►

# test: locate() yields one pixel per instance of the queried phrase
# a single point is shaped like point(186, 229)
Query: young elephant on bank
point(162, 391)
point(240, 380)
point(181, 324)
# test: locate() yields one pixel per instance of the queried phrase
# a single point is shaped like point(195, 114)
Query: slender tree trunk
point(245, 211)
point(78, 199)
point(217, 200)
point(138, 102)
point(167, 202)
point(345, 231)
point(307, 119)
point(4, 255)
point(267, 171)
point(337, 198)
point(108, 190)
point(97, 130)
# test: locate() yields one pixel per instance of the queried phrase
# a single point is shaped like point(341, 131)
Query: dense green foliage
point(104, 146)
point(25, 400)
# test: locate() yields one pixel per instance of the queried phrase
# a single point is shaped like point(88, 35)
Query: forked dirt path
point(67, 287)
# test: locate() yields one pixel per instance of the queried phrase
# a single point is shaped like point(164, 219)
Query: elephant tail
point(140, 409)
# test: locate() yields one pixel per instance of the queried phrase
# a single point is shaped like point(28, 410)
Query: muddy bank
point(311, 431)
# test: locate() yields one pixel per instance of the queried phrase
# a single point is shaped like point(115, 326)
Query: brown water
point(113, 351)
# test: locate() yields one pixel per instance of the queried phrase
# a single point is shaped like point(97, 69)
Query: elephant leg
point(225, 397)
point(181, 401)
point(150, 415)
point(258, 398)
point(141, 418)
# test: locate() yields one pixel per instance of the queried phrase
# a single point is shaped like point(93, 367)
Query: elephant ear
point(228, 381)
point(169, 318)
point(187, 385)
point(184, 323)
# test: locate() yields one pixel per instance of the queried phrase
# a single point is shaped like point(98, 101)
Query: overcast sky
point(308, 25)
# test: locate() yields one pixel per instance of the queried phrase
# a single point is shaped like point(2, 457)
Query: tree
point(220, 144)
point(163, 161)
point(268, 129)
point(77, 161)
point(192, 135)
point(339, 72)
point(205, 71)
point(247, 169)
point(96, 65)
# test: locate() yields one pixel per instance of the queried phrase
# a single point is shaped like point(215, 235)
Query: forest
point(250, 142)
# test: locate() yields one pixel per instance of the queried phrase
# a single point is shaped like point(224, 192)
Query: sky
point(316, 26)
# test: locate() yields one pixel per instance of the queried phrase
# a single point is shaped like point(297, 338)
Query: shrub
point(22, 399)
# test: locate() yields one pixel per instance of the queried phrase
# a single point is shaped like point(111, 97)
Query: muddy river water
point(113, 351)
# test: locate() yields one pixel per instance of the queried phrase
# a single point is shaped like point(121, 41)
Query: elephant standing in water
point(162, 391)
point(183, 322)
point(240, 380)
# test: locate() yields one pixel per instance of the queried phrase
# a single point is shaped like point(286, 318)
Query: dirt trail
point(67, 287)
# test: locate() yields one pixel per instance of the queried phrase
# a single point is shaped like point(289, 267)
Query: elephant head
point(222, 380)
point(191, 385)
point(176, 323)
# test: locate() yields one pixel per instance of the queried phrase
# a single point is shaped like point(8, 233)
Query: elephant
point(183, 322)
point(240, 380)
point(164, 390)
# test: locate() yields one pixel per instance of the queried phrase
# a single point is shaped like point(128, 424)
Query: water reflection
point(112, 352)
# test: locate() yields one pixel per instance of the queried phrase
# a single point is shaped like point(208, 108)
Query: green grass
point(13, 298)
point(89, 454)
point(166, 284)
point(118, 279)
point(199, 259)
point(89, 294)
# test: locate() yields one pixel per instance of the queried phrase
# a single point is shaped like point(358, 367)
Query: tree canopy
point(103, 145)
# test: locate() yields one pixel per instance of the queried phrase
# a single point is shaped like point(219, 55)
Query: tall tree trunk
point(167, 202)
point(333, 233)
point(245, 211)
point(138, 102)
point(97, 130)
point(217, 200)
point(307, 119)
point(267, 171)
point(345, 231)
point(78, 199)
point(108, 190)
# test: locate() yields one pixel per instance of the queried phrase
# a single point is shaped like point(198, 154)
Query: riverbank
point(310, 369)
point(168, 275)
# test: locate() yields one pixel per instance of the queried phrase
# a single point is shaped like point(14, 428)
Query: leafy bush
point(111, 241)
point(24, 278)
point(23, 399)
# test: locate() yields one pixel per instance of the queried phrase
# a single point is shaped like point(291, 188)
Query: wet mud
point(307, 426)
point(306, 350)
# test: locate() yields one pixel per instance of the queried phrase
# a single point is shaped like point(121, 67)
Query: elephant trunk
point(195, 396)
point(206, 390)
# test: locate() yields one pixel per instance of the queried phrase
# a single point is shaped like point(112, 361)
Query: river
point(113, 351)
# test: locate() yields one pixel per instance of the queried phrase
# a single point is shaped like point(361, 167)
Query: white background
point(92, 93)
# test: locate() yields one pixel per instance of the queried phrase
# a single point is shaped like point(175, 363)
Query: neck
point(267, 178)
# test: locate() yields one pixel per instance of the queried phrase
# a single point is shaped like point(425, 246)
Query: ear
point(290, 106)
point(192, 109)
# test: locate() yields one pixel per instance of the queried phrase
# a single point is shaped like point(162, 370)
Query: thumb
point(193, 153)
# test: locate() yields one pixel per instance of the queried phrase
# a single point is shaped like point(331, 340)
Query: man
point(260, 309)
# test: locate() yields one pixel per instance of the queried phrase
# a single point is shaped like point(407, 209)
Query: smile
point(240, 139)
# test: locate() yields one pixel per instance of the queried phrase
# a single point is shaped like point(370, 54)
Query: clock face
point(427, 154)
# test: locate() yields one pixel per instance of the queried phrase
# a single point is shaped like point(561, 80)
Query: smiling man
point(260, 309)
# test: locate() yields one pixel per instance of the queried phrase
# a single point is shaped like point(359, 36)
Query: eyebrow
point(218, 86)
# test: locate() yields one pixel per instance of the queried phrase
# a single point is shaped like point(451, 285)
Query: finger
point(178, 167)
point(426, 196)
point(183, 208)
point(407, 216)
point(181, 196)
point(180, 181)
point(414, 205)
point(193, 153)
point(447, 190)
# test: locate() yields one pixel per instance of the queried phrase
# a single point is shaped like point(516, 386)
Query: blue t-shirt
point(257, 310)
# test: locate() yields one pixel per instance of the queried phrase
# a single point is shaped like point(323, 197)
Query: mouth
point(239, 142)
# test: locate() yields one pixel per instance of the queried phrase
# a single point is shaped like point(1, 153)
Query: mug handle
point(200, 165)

◄

### Requirements
Retype the data in full and match it exactly.

### Written solution
# test: locate() yields one pixel per instance of the queried phrase
# a single point is shaped like point(186, 229)
Query: young elephant on bank
point(162, 391)
point(240, 380)
point(181, 324)
# test: locate() yields one pixel per instance of the queried phrase
# a single point is shaped like point(195, 114)
Query: slender tree trunk
point(245, 211)
point(78, 199)
point(217, 200)
point(138, 102)
point(167, 202)
point(345, 231)
point(307, 119)
point(4, 255)
point(267, 171)
point(337, 198)
point(108, 190)
point(97, 130)
# test: locate() yields one pixel per instance of the queried phrase
# a single point is shaped like point(341, 131)
Query: dense green foliage
point(104, 146)
point(25, 400)
# test: locate() yields one pixel per instance of the queried phrase
# a single point is shaped like point(88, 35)
Query: forked dirt path
point(67, 287)
# test: locate() yields one pixel per instance of the queried phrase
# a single point is shaped like point(164, 219)
Query: elephant tail
point(140, 409)
# test: locate() yields one pixel per instance of the queried phrase
# a single point is shaped like point(28, 410)
Query: muddy bank
point(311, 431)
# test: locate() yields one pixel per instance of the queried phrase
# a single point is shaped like point(115, 326)
Query: brown water
point(113, 351)
# test: locate() yields one pixel per instance of the queried phrase
# a single point is shaped like point(97, 69)
Query: elephant leg
point(225, 397)
point(181, 401)
point(150, 415)
point(258, 398)
point(141, 418)
# test: locate() yields one pixel per instance of the queried phrase
# a single point is shaped like point(93, 367)
Query: elephant ear
point(228, 381)
point(169, 318)
point(187, 385)
point(184, 323)
# test: locate() yields one pixel per instance of the queried phrase
# a single point is shaped like point(98, 101)
Query: overcast sky
point(308, 25)
# test: locate() yields one pixel per instance of the queried phrase
# a single point is shaped like point(2, 457)
Query: tree
point(220, 144)
point(163, 161)
point(268, 129)
point(77, 161)
point(192, 135)
point(339, 72)
point(205, 71)
point(247, 169)
point(96, 65)
# test: locate() yields one pixel per instance of the queried phrase
# a single point is shaped like point(215, 235)
Query: forest
point(250, 142)
# test: locate() yields one pixel per instance of the queried phrase
# a single point is shaped like point(224, 192)
Query: sky
point(316, 26)
# test: locate() yields one pixel per instance of the queried phrase
# a single point is shaped like point(297, 338)
Query: shrub
point(22, 399)
# test: locate() yields one pixel per instance of the queried phrase
# a single point is shaped like point(111, 97)
Query: muddy river water
point(113, 351)
# test: locate() yields one pixel per instance of the queried phrase
# a single point is shaped like point(121, 41)
Query: elephant standing in water
point(162, 391)
point(183, 322)
point(240, 380)
# test: locate() yields one pixel per instance of the queried phrase
# a single point is shaped like point(286, 318)
Query: dirt trail
point(67, 287)
# test: locate() yields one pixel per instance of the queried phrase
# a single point is shaped like point(289, 267)
Query: elephant head
point(222, 380)
point(191, 385)
point(176, 323)
# test: locate() yields one pixel per instance of the queried phrase
# a single point is shaped like point(8, 233)
Query: elephant
point(183, 322)
point(240, 380)
point(164, 390)
# test: locate() yields one pixel per instance of the queried phrase
# a single point is shaped like point(128, 424)
Query: water reflection
point(112, 352)
# test: locate() yields one pixel per instance of the queried phrase
# a single point is shaped like point(208, 108)
Query: green grass
point(13, 298)
point(89, 454)
point(166, 284)
point(118, 279)
point(199, 259)
point(89, 294)
# test: locate() yields one pixel per instance of the queried phrase
# a single point is shaped like point(358, 367)
Query: tree canopy
point(103, 145)
# test: locate() yields one pixel per instance of the queried phrase
# a single point is shaped like point(219, 55)
Query: tall tree trunk
point(167, 202)
point(333, 233)
point(245, 211)
point(138, 102)
point(97, 130)
point(217, 200)
point(307, 119)
point(267, 171)
point(345, 231)
point(78, 199)
point(108, 190)
# test: locate() yields one pixel per instance of the queried phrase
# a single point is shaped like point(198, 154)
Query: riverbank
point(310, 369)
point(168, 275)
# test: locate() yields one pixel per instance of the queried phrase
# a single point is shaped like point(14, 428)
Query: leafy bush
point(111, 241)
point(24, 278)
point(23, 399)
# test: locate() yields one pixel per instance of the queried phrase
# a single point is shaped like point(291, 188)
Query: wet mud
point(307, 426)
point(306, 350)
# test: locate() yields one pixel per instance of the queried phrase
# a single point is shaped like point(121, 67)
Query: elephant trunk
point(195, 396)
point(206, 390)
# test: locate() yields one pixel per instance of the queried phrase
# a single point is shaped like point(112, 361)
Query: river
point(113, 351)
# test: locate() yields one pixel per instance of the queried phrase
# a single point is shaped like point(361, 167)
Query: white background
point(92, 93)
# test: locate() yields one pixel per instance of the queried phrase
# a single point is shaped like point(175, 363)
Query: neck
point(267, 178)
# test: locate() yields one pixel per instance of the queried phrase
# a single point is shaped like point(425, 246)
Query: ear
point(290, 106)
point(192, 109)
# test: locate() yields one pixel per instance of the queried phrase
# a single point is shaped like point(162, 370)
Query: thumb
point(193, 153)
# test: locate() yields one pixel per instance of the queried phrase
# a single point is shaped like point(331, 340)
Query: man
point(260, 309)
# test: locate() yields one pixel per instance of the queried phrase
# a single point is shaped like point(407, 209)
Query: smile
point(240, 139)
# test: locate() yields one pixel per instance of the queried phrase
# a single point is shaped like point(370, 54)
Query: clock face
point(427, 154)
# test: locate() yields one pixel per instance of the queried phrase
# a single point is shaped like point(561, 80)
Query: smiling man
point(260, 309)
# test: locate() yields one pixel per instance of the queried phrase
# a single point is shaped like point(359, 36)
Query: eyebrow
point(218, 86)
# test: locate() yields one pixel per instance of the queried phrase
# a single point is shaped like point(451, 285)
Query: finger
point(178, 167)
point(426, 196)
point(183, 208)
point(407, 216)
point(181, 196)
point(180, 181)
point(414, 205)
point(193, 153)
point(447, 190)
# test: locate() yields one pixel per instance of the queried phrase
# a single point is shaped like point(516, 386)
Query: blue t-shirt
point(257, 310)
# test: locate() yields one pixel per instance of the queried phrase
# a single point is shaped like point(323, 197)
Query: mouth
point(239, 142)
# test: locate() yields one pixel per instance of the queried phrase
# a single point is shaped like point(1, 153)
Query: mug handle
point(200, 165)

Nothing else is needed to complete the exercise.